- [Aim of the task]
In the passage on unhappiness, write out the words from "No one single" up to and including "along the way?", and change "boots" to "slippers" wherever it appears.

- [Exercise passage]
::::::
“Do you like being unhappy?” “Do you like the fact that rain is wet?”

No one single instant of it was unendurable. Here was a second right here: he endured it. What was undealable-with was the thought of all the instants all lined up and stretching ahead, glittering… – David Foster Wallace.

Someone asked me recently if I “like” being unhappy. It’s a strange and, at the same time, normal question. Unhappiness can, after all, become familiar, like a pair of well-worn boots you slip into with a little sigh of satisfaction, even if you actually think that the heel is fugly or whatever.

What do you do when you isolate and recognize the feeling of familiarity? Look for a consenting rainbow to have sex with? Hop along the yellow brick road to enlightenment picking up endearingly creepy companions along the way?

These aren’t just rhetorical questions on my part, because I’ve been thinking about the idea of acceptance lately. In TIME*, the awesome Barbara Ehrenreich recently wrote that:

We don’t have to dwell incessantly on the worst-case scenarios — the metastasis, the market crash or global pandemic — but we do need to acknowledge that they could happen and prepare in the best way we can. Some will call this negative thinking, but the technical term is sobriety.
::::::
Stored items:
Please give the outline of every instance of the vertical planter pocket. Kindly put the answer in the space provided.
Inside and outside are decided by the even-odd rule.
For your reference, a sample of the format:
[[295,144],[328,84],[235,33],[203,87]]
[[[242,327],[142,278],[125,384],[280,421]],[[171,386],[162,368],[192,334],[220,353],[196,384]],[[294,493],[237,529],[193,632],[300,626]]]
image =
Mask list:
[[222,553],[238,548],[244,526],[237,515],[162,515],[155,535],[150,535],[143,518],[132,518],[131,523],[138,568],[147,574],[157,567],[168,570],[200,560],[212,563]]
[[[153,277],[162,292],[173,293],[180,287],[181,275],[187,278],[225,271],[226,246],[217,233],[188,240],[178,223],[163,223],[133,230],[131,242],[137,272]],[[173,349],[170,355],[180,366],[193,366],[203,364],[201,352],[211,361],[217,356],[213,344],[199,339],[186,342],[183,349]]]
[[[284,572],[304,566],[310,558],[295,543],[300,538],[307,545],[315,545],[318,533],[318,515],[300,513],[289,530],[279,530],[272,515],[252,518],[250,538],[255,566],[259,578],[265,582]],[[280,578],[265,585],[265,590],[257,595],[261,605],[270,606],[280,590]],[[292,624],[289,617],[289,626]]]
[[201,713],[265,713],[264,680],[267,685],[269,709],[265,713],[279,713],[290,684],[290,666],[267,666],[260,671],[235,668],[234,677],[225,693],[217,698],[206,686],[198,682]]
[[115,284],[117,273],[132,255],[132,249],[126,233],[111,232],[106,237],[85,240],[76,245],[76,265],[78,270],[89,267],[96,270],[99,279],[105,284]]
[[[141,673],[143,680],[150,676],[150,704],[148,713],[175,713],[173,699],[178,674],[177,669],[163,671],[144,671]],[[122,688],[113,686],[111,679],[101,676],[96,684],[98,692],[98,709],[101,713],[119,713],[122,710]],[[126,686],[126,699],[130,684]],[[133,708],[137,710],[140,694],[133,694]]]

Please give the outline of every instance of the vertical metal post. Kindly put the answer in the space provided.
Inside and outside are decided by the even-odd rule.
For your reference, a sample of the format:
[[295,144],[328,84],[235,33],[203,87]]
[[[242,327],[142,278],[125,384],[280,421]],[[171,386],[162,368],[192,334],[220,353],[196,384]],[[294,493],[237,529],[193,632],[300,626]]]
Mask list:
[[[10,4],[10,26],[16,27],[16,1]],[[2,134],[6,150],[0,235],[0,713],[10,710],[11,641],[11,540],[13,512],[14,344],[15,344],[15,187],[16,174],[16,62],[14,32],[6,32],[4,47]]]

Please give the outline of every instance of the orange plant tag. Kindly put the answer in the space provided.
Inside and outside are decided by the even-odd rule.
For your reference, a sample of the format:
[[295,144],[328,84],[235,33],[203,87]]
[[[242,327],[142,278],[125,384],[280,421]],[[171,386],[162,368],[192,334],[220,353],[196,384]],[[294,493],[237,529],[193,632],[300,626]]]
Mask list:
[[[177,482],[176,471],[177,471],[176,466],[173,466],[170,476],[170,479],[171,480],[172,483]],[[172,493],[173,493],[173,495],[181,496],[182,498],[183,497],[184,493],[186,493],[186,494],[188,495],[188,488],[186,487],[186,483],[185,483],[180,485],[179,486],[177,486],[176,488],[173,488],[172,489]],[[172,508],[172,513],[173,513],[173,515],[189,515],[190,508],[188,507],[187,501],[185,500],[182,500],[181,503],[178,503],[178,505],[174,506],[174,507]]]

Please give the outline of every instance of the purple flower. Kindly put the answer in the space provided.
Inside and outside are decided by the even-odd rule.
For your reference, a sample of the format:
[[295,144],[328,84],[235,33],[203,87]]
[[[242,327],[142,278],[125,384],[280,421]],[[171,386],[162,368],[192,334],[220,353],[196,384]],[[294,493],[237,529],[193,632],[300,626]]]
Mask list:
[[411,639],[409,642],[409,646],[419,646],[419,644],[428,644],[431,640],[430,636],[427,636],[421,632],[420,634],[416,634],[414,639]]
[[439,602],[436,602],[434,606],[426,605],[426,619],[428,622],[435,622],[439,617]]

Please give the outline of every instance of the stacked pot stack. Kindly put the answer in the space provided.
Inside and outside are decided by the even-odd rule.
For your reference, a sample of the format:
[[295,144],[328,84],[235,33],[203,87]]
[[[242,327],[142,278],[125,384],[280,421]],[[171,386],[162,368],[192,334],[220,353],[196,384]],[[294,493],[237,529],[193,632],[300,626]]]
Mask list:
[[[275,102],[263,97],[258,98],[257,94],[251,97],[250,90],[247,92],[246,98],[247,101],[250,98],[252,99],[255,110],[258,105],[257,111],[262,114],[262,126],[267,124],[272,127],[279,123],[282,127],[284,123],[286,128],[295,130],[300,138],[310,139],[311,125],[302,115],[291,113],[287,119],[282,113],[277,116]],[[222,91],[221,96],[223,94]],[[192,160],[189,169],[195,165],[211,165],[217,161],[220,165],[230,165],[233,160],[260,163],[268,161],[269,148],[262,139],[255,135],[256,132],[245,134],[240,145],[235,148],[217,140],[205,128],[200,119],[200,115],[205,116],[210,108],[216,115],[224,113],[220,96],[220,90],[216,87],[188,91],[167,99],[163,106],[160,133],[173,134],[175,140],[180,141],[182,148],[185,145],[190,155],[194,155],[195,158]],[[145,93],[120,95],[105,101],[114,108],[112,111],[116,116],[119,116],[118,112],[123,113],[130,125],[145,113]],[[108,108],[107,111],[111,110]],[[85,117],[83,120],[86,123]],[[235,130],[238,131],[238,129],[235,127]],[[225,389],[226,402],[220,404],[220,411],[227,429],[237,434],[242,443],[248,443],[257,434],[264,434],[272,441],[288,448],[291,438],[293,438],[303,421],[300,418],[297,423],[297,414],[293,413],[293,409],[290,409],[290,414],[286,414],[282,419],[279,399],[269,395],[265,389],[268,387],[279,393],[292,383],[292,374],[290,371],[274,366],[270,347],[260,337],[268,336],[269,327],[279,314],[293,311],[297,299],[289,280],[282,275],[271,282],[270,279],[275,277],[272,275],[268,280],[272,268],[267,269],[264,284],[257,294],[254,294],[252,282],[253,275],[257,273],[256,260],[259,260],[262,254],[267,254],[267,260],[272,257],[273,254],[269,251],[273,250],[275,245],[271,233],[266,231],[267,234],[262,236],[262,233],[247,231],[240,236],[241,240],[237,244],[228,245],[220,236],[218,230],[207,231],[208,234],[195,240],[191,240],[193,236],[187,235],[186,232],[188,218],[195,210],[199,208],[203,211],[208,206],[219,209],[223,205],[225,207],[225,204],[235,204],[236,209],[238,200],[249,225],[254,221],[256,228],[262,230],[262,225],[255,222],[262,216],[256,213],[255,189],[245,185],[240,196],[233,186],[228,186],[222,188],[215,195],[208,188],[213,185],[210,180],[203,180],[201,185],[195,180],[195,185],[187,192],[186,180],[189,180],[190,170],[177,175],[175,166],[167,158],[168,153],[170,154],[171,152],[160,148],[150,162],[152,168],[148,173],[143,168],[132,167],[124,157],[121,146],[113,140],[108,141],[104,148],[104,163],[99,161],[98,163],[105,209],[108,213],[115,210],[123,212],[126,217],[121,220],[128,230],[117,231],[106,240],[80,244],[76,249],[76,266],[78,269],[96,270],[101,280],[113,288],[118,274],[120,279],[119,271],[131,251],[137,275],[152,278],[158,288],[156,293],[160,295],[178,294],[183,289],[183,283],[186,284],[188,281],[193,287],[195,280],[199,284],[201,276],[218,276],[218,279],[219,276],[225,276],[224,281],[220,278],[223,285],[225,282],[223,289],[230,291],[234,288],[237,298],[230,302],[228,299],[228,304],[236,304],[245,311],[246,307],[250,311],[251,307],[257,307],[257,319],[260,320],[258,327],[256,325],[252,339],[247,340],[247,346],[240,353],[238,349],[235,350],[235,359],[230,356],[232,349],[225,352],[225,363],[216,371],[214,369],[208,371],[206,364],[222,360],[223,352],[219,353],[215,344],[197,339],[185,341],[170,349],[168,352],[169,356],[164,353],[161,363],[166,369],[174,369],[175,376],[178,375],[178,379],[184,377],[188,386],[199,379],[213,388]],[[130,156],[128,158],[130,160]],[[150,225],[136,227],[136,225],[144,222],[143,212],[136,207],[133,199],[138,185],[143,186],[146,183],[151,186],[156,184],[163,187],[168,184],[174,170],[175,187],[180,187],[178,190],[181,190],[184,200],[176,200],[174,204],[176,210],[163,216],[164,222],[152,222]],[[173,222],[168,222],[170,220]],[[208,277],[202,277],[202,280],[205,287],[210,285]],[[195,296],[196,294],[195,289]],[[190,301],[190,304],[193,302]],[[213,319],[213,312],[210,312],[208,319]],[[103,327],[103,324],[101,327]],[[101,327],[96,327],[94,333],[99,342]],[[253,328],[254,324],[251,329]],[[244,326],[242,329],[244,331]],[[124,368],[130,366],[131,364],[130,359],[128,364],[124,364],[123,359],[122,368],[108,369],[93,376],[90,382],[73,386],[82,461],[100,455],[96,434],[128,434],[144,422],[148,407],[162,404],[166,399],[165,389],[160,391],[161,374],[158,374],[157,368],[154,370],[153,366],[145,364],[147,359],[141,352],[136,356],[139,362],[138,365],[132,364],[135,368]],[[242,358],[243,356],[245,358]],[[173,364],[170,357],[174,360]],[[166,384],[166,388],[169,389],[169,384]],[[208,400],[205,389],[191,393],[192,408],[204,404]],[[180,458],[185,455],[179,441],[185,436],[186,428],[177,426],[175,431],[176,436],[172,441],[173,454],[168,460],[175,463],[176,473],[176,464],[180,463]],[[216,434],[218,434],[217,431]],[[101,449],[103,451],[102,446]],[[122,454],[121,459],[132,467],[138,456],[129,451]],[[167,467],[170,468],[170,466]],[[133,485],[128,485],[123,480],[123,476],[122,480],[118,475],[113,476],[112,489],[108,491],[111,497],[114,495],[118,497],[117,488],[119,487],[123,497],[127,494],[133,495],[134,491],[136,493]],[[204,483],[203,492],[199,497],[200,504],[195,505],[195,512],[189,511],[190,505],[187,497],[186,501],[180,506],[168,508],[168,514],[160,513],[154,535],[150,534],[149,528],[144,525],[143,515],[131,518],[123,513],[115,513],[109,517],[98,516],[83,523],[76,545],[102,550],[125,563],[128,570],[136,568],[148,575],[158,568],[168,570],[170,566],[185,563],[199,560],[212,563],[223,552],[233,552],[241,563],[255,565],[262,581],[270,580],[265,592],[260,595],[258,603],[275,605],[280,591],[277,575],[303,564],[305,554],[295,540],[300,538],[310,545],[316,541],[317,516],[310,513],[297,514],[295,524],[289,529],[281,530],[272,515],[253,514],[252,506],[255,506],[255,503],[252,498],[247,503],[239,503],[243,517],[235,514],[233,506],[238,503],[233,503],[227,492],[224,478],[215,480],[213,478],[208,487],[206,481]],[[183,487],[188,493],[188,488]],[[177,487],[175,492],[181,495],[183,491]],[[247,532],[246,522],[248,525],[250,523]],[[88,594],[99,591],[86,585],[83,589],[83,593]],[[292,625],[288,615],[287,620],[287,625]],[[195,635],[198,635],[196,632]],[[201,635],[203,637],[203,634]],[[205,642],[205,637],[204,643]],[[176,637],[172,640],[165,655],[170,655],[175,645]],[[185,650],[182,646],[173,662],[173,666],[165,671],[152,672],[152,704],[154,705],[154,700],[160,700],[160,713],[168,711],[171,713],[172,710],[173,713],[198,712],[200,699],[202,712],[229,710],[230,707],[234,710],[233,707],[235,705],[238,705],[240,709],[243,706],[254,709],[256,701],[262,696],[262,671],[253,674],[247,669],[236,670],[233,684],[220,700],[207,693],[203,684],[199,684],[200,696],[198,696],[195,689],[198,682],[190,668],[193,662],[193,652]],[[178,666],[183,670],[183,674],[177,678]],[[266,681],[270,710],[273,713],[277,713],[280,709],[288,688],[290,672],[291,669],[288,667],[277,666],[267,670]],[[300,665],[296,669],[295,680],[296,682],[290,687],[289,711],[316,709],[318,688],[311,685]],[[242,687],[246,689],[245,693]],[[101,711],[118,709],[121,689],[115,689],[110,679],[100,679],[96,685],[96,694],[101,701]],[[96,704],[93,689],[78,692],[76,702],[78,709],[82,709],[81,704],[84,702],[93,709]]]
::::::
- [Task output]
No one single instant of it was unendurable. Here was a second right here: he endured it. What was undealable-with was the thought of all the instants all lined up and stretching ahead, glittering… – David Foster Wallace.

Someone asked me recently if I “like” being unhappy. It’s a strange and, at the same time, normal question. Unhappiness can, after all, become familiar, like a pair of well-worn slippers you slip into with a little sigh of satisfaction, even if you actually think that the heel is fugly or whatever.

What do you do when you isolate and recognize the feeling of familiarity? Look for a consenting rainbow to have sex with? Hop along the yellow brick road to enlightenment picking up endearingly creepy companions along the way?